» Assigned task
Every line below should be copied out exactly.

» Supplied data

--------------------------------------------------

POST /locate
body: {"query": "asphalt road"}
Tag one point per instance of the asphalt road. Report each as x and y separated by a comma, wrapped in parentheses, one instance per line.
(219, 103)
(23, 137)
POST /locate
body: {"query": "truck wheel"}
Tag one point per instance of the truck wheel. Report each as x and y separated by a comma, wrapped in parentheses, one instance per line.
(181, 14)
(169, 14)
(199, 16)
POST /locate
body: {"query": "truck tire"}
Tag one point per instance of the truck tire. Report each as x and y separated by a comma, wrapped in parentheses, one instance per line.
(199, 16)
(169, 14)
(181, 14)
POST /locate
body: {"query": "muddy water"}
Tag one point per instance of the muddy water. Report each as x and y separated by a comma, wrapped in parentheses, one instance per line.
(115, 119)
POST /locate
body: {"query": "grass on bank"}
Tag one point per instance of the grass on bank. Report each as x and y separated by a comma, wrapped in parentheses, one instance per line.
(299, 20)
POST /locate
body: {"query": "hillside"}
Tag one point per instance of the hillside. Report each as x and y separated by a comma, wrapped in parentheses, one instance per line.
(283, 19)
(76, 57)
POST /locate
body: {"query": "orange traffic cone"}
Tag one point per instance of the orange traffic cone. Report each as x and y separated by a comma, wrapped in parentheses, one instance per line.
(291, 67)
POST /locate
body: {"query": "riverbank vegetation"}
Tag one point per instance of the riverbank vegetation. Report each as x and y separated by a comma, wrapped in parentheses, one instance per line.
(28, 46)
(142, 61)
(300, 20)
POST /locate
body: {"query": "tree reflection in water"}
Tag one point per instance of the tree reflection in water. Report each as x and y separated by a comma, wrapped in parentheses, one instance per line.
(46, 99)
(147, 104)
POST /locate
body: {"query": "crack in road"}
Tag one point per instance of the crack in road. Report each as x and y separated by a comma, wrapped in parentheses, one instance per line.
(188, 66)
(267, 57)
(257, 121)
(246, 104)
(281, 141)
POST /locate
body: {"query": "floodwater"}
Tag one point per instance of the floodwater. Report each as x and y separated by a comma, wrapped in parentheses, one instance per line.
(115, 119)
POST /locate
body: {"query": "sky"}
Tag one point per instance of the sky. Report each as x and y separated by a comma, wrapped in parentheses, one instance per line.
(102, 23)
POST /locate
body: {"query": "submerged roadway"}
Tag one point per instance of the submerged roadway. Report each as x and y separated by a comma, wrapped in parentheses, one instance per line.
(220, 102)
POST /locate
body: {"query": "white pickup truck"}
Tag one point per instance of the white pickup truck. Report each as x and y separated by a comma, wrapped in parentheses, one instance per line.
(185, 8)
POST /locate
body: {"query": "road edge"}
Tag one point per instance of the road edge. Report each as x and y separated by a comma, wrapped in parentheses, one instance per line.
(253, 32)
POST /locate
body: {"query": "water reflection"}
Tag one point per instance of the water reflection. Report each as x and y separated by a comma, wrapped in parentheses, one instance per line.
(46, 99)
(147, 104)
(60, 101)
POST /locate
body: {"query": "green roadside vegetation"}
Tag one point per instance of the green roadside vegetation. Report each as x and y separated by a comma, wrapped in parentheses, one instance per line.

--------------------------------------------------

» Response to this task
POST /locate
body: {"query": "asphalt road"}
Tag one point per instance of the asphalt road. Report each as x and y separated by a comma, wrapped in parentheses, one instance per line.
(219, 103)
(23, 137)
POST /locate
body: {"query": "truck wheel"}
Tag one point per instance of the truck wheel. Report each as x and y separated by a comma, wrapped in parentheses, one instance per line.
(181, 14)
(169, 14)
(199, 16)
POST /locate
body: {"query": "truck tire"}
Tag one point per instance of the truck tire. Report each as x and y separated by a comma, wrapped in parentheses, one instance per line.
(199, 16)
(169, 14)
(181, 14)
POST /locate
body: {"query": "muddy water"}
Tag one point per instance of the muddy water. Report each as x and y separated by a comma, wrapped in parentheses, one instance per line.
(115, 119)
POST /locate
body: {"query": "grass on bank"}
Tag one point per instance of the grass on bank. Report each as x and y separated by a comma, wrapped in parentheses, one instance per line.
(299, 20)
POST /locate
body: {"query": "hillside"}
Tag one point per instance of the hillside. Report each as x and y separated by a comma, wrapped in parentheses, one instance per line.
(283, 19)
(76, 57)
POST /locate
body: {"query": "orange traffic cone"}
Tag one point per instance of the orange traffic cone. Report each as x and y separated by a comma, wrapped in parentheses, one instance per line.
(291, 67)
POST /locate
body: {"query": "riverbank vegetation"}
Tag one point per instance of the riverbank vegetation. Report each as x and y separated by a comma, wrapped in parentheses, one instance per line.
(28, 46)
(142, 61)
(300, 20)
POST /locate
body: {"query": "tree reflection in water"}
Tag one point per instance of the tree reflection in water. Report each as x and y separated by a comma, wrapped in parentheses, one instance per line.
(46, 99)
(147, 104)
POST /locate
body: {"query": "crack in road"}
Tag one point per instance of the crack in road. Report each as x and y separated by a comma, wrapped in parentheses, one instance per line.
(188, 66)
(267, 57)
(257, 121)
(246, 104)
(281, 141)
POST /locate
body: {"query": "floodwater"}
Tag one point per instance of the floodwater. Report each as x and y separated by a comma, wrapped in parentheses, one instance per line.
(115, 119)
POST /locate
body: {"query": "sky"}
Tag one point per instance of the sky. Report each as x and y separated by a comma, wrapped in parentheses, one instance per line.
(102, 23)
POST /locate
body: {"query": "submerged roadway"}
Tag one point per instance of the submerged roadway. Report each as x and y separated by a comma, wrapped in parentheses, one instance per line.
(220, 102)
POST /locate
body: {"query": "white pickup truck"}
Tag one point per instance of the white pickup truck. Report each as x and y separated by a comma, wrapped in parentheses, one instance per line.
(185, 8)
POST /locate
body: {"query": "road edge"}
Tag one point per instance of the road edge. Report each as x and y separated by a comma, wrapped in parentheses, one instance per line.
(253, 32)
POST /locate
body: {"query": "water reflection"}
Tag one point per instance of the water reflection. Report each as x and y separated by a comma, wrapped in parentheses, one instance per line.
(46, 99)
(147, 104)
(60, 101)
POST /locate
body: {"query": "green roadside vegetation"}
Tag one point per instance of the green roadside vegetation. Report each as x and y separated by a comma, wrapped in parentheses, one instance per line.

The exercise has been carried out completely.